[Collected data entries]
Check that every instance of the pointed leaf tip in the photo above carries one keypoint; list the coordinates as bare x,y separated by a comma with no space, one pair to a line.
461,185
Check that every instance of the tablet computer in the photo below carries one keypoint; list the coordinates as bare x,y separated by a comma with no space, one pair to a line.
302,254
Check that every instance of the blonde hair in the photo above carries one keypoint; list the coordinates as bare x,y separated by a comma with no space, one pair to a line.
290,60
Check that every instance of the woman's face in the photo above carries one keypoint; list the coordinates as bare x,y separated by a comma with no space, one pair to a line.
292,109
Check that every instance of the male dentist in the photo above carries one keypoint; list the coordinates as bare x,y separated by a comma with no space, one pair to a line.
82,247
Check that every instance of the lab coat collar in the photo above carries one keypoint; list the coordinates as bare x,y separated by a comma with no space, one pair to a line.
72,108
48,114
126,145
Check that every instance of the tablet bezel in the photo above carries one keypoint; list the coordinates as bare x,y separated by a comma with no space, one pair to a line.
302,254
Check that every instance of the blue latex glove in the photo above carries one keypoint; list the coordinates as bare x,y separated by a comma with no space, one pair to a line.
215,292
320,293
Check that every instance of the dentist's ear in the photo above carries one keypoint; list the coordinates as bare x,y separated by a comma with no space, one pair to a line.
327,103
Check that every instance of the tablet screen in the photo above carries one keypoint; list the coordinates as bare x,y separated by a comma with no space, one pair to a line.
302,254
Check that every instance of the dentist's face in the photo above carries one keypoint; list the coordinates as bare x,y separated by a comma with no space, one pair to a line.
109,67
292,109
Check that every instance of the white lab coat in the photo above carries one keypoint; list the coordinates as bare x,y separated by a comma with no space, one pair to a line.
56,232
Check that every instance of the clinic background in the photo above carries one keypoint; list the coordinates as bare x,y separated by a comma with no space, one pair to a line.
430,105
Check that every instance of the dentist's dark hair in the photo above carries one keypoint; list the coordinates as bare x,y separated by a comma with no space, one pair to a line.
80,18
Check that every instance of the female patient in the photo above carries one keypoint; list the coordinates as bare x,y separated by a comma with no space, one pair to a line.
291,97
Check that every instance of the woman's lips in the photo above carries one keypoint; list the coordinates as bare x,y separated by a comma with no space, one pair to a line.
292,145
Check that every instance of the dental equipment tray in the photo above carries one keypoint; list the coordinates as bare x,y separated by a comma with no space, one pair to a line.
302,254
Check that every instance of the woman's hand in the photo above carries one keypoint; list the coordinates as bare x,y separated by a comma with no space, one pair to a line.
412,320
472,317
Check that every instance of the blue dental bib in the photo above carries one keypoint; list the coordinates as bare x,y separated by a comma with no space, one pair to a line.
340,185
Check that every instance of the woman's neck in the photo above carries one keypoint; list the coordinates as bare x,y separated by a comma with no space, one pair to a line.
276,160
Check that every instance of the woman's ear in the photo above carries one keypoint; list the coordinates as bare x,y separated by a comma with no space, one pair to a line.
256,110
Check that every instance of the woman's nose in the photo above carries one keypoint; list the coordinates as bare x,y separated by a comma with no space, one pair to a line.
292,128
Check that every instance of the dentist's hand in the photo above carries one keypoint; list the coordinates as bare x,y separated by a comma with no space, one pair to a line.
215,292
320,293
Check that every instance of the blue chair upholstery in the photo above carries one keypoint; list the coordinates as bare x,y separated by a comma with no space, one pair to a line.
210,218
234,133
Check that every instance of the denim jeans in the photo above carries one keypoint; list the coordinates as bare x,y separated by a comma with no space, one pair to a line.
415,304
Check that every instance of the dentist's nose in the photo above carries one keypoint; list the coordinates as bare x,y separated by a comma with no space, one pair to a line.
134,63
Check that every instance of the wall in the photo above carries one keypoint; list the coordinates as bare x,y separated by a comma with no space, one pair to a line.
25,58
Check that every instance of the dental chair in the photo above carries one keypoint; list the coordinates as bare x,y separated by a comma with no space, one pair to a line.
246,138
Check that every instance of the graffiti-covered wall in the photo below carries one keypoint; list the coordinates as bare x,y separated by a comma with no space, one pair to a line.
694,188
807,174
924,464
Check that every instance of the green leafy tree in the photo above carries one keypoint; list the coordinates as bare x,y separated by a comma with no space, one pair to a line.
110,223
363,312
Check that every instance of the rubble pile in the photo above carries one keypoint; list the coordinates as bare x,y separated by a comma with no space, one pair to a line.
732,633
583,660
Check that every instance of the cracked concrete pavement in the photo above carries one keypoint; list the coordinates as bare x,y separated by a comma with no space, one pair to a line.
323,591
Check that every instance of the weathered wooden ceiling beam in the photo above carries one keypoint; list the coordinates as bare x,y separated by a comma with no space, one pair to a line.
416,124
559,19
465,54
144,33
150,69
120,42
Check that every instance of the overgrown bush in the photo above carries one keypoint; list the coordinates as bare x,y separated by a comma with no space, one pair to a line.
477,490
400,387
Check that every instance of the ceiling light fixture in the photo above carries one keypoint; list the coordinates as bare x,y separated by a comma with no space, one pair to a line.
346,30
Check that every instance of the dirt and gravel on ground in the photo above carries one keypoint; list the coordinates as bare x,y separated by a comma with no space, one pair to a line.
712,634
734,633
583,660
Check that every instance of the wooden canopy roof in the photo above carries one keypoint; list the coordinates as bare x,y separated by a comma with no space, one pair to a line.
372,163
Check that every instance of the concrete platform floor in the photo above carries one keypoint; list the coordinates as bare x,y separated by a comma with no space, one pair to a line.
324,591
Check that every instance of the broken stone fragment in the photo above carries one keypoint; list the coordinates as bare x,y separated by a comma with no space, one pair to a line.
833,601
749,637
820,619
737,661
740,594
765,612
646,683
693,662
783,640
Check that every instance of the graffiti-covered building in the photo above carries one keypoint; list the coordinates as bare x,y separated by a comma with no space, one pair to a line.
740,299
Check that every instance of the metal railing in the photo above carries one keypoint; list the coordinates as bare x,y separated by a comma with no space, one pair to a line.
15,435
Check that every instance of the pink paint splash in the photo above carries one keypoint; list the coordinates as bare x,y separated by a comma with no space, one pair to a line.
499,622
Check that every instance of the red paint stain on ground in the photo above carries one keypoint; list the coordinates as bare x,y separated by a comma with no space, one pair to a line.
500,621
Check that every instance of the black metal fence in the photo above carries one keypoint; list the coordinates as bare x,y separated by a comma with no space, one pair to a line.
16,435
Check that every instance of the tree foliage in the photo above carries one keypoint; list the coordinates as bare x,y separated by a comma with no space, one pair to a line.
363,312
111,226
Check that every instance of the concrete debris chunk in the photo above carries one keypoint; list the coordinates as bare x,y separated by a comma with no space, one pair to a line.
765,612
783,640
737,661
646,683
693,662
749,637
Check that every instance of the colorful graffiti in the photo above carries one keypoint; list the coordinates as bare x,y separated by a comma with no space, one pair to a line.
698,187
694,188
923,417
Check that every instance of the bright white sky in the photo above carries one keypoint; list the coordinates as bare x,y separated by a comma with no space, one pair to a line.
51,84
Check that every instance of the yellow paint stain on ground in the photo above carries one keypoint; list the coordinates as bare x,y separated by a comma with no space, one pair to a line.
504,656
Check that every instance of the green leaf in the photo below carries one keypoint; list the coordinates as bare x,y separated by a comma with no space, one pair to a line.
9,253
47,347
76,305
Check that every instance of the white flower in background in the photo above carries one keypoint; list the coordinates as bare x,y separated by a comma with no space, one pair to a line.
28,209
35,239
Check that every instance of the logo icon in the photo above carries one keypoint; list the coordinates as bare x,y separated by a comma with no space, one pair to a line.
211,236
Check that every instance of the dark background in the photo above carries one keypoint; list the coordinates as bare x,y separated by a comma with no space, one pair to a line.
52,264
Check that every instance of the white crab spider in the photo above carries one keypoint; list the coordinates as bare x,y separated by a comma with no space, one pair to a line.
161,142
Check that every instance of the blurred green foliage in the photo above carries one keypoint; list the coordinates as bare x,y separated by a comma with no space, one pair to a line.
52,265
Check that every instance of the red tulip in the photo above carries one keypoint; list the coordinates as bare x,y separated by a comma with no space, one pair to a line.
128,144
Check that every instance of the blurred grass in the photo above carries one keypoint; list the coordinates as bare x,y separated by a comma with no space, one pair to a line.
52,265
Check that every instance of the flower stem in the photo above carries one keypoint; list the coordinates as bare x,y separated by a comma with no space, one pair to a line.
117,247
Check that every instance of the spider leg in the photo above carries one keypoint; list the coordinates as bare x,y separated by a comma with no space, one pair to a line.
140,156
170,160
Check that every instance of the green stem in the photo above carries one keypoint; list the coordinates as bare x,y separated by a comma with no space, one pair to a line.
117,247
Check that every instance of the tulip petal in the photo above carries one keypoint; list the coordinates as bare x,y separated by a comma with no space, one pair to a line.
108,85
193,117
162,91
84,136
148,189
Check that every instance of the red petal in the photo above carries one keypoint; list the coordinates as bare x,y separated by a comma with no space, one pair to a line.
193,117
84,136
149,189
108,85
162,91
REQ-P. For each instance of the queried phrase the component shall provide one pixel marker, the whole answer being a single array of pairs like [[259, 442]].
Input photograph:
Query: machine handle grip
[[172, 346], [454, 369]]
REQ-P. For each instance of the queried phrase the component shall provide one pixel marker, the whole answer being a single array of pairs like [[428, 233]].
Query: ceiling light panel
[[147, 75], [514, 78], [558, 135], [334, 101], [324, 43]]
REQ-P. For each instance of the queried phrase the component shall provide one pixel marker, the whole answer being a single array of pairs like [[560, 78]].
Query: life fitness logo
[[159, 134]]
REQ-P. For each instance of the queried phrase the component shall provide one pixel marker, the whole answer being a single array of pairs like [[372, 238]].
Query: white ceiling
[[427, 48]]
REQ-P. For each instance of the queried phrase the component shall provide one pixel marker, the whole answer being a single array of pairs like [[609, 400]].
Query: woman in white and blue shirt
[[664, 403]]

**About this exercise**
Note every line of the entries in which "answer" appears, and copy it down.

**Solution to the exercise**
REQ-P. For each instance of the queried phrase the component shall provide one pixel marker, the whole answer being a single array of pairs like [[259, 442]].
REQ-P. For each instance of the queried phrase the component shall provide one pixel marker, the whole answer being a single array of pairs like [[428, 233]].
REQ-P. For each instance of the queried phrase the component shall provide one pixel marker, the whole answer being a single array of pairs like [[560, 78]].
REQ-P. For each instance of the queried phrase the component shall provide one pixel marker, the whole answer being a single array of pairs like [[372, 238]].
REQ-P. For each instance of the queried phrase the component shall provide one pixel marker, the whole answer being a single array of pairs like [[609, 400]].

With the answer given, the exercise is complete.